▶ [Records supplied]
# # #
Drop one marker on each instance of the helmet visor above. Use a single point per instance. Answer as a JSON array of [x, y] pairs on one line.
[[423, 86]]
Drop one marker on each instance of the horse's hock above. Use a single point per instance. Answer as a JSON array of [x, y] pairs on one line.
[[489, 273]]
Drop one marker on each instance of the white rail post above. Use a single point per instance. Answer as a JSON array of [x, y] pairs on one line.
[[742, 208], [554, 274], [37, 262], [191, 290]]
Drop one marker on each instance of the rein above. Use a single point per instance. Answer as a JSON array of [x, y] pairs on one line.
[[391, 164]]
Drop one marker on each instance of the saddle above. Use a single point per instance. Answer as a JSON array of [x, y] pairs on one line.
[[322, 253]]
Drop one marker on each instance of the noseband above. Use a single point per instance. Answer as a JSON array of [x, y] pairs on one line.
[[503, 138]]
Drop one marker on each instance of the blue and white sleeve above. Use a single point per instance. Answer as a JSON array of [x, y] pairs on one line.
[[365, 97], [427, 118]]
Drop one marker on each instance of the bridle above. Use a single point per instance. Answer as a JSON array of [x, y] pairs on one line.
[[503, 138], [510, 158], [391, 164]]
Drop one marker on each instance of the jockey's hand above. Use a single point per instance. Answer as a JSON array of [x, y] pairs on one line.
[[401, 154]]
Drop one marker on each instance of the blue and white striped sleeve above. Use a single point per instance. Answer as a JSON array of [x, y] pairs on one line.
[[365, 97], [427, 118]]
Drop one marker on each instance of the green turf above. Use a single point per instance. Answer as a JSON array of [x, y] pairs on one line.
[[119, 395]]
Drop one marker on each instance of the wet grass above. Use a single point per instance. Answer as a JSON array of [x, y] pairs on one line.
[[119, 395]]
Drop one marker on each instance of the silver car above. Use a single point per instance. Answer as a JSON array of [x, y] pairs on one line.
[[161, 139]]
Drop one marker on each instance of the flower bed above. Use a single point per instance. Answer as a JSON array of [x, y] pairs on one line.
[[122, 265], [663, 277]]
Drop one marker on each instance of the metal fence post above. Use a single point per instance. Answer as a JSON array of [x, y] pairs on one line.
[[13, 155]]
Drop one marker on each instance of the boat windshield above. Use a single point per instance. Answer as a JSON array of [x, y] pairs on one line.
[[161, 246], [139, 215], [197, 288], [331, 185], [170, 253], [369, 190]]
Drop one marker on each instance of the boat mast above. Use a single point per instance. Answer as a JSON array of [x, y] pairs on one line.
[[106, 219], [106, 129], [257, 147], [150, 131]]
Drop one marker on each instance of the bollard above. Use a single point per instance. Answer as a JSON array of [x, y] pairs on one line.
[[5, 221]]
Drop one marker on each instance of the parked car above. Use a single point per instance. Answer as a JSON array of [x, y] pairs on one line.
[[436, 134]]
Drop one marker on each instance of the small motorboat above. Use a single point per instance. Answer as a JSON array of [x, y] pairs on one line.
# # #
▶ [Instructions to follow] Retype the lines starting at the one that contains "and white striped" and ending at the final line above, both included, with every character unchanged.

▶ [Solution to the problem]
Drop one marker on each instance of the blue and white striped sleeve above. Use a single point per instance. Answer as a JSON array of [x, y] pairs on one line.
[[365, 97], [427, 118]]
Drop one marker on each instance of the green turf above. Use a single point per instance. Answer as a JSON array of [x, y] pairs on one line.
[[119, 395]]
Drop one marker on each instance of the wet grass above. Use a single point per instance. Answer as a JSON array of [x, y] pairs on one line.
[[119, 395]]
Drop one marker on each instance of the silver car above. Use a single point per instance. Answer as a JSON array of [x, y] pairs on one line.
[[161, 139]]
Drop one marker on each instance of the flower bed above. Use a single point per instance. Answer as a JSON array of [x, y] pairs on one line.
[[122, 265], [663, 277]]
Drop one marker on each instance of the metal fence post above. Use a single point per instance. Answer as a JSON array of [x, y] pairs on one line.
[[13, 155]]
Drop one marker on each instance of the boat windshield above. Use a single point per instance. Answer as a JSON array of [x, y] pairs on one line.
[[161, 246], [139, 215], [197, 288], [331, 185], [170, 253], [369, 190]]
Drop one marker on each instance of the boat mast above. Use a single point per instance. Answer as a JSON array of [x, y] pairs on one line.
[[106, 219], [106, 129], [257, 147], [150, 131]]
Drop one marker on each instance of the bollard above. Use a single point per instance. Answer as a JSON array of [x, y] pairs on one line.
[[5, 221]]
Drop one marker on each instance of the parked car above. Use a single point per instance. Answer as a JSON array of [x, y] pairs on one line.
[[436, 134]]
Drop one marker on each instance of the small motorboat above. Use a single point per instance. Answer as a JSON array of [x, y] pairs on one line.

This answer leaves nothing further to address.